**PROBLEM TO WORK ON**
Only the lines from the one that contains "If you could pin the white boat" through the last line of the records should appear, each printed exactly as it is.

**SUPPLIED RECORDS**
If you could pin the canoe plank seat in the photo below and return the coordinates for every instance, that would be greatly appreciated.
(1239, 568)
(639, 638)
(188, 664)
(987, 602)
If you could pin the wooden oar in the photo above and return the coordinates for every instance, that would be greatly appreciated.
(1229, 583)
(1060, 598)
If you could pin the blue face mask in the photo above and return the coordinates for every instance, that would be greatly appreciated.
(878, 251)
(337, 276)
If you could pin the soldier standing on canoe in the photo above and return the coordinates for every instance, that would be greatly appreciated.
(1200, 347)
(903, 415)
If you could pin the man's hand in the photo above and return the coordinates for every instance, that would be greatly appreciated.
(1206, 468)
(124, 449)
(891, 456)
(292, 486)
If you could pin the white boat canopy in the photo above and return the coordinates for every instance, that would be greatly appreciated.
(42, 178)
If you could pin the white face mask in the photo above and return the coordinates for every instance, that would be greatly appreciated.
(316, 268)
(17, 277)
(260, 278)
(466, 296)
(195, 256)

**COMPLETED TASK**
If you could pin the white boat canopy in the photo above and return the coordinates for every instance, that would be greatly appreciated.
(42, 178)
If you could pin the white face mask in the photo above and return the coordinates for every instance, that would be greatly appreciated.
(316, 268)
(17, 277)
(260, 278)
(466, 296)
(195, 256)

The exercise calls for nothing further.